» **RECORD EXCERPTS**:
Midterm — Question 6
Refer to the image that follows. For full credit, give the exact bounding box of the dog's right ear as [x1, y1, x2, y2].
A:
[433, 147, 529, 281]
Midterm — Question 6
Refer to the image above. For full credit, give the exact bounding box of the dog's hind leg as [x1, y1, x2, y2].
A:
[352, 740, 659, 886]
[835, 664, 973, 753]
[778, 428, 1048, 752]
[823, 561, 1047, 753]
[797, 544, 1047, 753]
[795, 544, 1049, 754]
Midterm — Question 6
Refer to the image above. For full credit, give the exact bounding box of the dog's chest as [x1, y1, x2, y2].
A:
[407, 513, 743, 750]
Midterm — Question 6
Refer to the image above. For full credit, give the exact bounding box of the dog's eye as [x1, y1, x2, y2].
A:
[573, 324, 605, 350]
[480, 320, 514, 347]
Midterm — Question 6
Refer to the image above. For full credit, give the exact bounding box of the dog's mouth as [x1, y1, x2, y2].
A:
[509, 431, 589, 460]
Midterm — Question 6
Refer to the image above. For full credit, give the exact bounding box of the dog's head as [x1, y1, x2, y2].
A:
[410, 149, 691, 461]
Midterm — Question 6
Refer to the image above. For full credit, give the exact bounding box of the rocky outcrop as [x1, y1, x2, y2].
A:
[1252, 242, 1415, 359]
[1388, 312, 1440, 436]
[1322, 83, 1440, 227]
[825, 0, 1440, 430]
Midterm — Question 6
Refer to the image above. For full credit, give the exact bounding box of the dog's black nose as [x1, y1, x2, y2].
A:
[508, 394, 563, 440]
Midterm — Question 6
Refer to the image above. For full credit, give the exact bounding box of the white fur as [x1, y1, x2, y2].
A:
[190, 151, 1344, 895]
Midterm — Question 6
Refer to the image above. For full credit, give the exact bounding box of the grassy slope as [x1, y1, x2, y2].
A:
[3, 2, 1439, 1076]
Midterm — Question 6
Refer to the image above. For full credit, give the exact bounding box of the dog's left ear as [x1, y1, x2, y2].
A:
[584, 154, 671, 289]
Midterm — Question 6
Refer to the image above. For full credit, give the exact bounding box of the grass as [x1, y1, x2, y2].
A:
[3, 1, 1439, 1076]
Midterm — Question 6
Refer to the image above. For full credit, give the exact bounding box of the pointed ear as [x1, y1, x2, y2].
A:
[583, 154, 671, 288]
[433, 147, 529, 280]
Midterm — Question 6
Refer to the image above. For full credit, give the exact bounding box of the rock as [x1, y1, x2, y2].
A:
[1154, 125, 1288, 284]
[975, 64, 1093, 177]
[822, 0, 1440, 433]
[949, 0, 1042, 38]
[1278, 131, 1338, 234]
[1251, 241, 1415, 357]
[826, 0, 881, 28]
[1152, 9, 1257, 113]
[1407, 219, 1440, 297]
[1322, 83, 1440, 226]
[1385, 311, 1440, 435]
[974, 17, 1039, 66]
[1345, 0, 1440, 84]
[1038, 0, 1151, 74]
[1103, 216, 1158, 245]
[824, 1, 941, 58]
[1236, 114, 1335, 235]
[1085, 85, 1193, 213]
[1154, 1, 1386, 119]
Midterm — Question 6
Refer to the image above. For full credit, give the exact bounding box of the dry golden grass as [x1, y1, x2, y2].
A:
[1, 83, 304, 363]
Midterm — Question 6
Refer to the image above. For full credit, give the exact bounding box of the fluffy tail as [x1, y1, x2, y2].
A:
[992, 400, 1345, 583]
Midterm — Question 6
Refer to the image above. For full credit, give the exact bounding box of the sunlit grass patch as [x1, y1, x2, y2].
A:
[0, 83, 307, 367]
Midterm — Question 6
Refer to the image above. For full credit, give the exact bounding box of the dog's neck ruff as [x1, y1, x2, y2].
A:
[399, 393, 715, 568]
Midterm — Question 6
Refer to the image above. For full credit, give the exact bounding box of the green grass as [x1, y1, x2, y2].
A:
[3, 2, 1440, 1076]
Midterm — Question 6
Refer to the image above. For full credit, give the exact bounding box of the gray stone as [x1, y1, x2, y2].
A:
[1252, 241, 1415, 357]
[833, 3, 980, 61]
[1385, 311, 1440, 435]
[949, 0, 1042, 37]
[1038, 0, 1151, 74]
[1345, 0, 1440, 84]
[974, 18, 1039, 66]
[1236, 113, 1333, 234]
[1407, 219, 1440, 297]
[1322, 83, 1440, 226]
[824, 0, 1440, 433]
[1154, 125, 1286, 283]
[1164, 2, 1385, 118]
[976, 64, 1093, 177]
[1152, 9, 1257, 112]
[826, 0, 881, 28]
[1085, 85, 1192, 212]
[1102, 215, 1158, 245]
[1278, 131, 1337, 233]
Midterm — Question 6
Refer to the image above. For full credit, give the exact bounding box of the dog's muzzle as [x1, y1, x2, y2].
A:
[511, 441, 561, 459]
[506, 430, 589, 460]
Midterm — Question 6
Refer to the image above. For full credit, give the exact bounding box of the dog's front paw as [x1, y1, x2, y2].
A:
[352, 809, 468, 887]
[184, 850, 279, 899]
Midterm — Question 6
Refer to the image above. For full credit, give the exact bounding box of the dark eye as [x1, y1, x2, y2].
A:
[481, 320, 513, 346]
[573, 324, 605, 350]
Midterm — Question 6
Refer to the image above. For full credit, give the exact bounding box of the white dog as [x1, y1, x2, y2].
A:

» **PROBLEM STATEMENT**: Beginning at the line with "Refer to the image that" and ending at the line with "leg as [x1, y1, x2, y2].", reproduce each line of the data above exactly, and add no other lines.

» **RESULT**:
Refer to the image that follows. For full credit, give the exact bounding box of the dog's right ear as [x1, y1, x2, y2].
A:
[433, 147, 529, 281]
Midterm — Question 6
Refer to the image above. For full credit, give the exact bounding box of the dog's hind leg as [x1, y1, x2, y2].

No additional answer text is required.